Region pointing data

# # # #

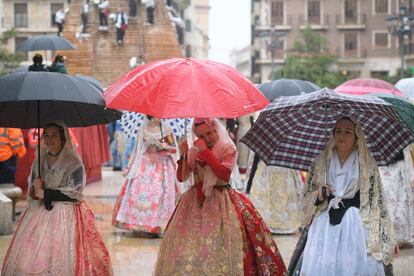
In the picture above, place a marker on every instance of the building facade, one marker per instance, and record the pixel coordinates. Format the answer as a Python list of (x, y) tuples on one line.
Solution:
[(29, 18), (195, 26), (356, 31)]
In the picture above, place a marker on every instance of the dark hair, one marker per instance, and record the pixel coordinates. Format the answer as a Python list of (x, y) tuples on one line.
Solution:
[(37, 59), (61, 131)]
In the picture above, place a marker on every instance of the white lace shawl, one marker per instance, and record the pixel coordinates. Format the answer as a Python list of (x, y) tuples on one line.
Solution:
[(67, 173), (373, 211)]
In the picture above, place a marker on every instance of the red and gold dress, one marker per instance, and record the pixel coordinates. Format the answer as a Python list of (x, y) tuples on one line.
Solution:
[(218, 233)]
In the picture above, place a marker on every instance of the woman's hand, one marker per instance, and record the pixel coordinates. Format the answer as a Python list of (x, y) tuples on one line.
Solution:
[(40, 193), (38, 184), (397, 250), (200, 144), (126, 172), (324, 192), (183, 147)]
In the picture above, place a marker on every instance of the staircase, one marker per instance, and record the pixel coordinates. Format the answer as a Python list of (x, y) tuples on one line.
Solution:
[(101, 57)]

# # # #

*About this exercise*.
Count, in the records above, the lines that contain the word "Format"; the answer is that number alone.

*Answer to the problem*.
6